We have evaluated the performance of our method ultragsea using two available benchmark tools for enrichment algorithms: 1. GSEABenchmarkeR and 2. EAbenchmark.
GSEABenchmarkeR
The GSEABenchmarkeR package (BioC, github) implements an extendable framework for reproducible evaluation of enrichment methods of gene expression data. It includes a comprehensive real data compendia (microarray and RNA-seq) of test datasets. Methods can then be assessed with respect to runtime, statistical significance, and relevance of the results for the phenotypes investigated.
GSEABenchmarkeR measures the ‘relevance’ of an algorithm by comparing the significantly detected gene sets against a list of ‘validated genesets’ in a collection of reference datasets. Somehow this is a measure of the true positive rate (TPR). Benchmarking was conducted on 42 GEO data sets and a total of 12498 gene sets (GO and KEGG collections). We ran the following methods through the benchmark:
- UltraC: ultragsea with correlation test.
- UltraZ: ultragsea with z-test.
- fastFET: a fast implementation of Fisher Exact test (from the
corpora R package) based on the hypergeometric function
phyper. - GOAT: see corresponding R package.
- cameraPR: preranked camera from the limma R package.
- fGSEA: fast GSEA from the
fgseaR package - Plaid: a single-sample enrichment followed by a t-test.
- dual: combination of Plaid and ultraC.
From Figure 1 we see that ultragsea methods (ultraC and ultraZ) are the fastest, about 100 faster than fGSEA. Figure 2 shows that ultraC also achieves the highest relevance compared to the others.


EAbenchmark
The EAbenchmark R package, presents a generalized benchmark for evaluating enrichment analysis (EA) methods, utilizing a diverse set of 82 gene expression datasets across 26 diseases, with a balanced representation of non-cancer conditions. EAbenchmark introduces the Disease Pathway Network, which links related KEGG pathways for evaluation, enabling assessment of the TPR/FPR of EA methods.

**Stored data**
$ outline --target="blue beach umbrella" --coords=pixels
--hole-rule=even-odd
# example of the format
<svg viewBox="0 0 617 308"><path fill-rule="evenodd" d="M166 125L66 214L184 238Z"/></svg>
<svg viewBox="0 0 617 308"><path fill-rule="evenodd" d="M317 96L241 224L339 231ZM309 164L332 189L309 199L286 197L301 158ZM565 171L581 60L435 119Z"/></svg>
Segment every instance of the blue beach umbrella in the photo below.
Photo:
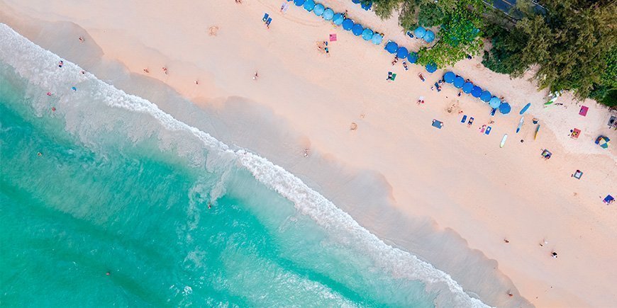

**Required action 1**
Translate this sentence from the ultragsea benchmark text into Spanish: "Benchmarking was conducted on 42 GEO data sets and a total of 12498 gene sets (GO and KEGG collections)."
**Required action 2**
Reproduce word for word the part of the ultragsea benchmark text that opens with the words containing "- fastFET: a" and closes with "by a t-test.".

**Solution 1**
La evaluación comparativa se realizó con 42 conjuntos de datos de GEO y un total de 12498 conjuntos de genes (colecciones GO y KEGG).

**Solution 2**
- fastFET: a fast implementation of Fisher Exact test (from the
corpora R package) based on the hypergeometric function
phyper. - GOAT: see corresponding R package.
- cameraPR: preranked camera from the limma R package.
- fGSEA: fast GSEA from the
fgseaR package - Plaid: a single-sample enrichment followed by a t-test.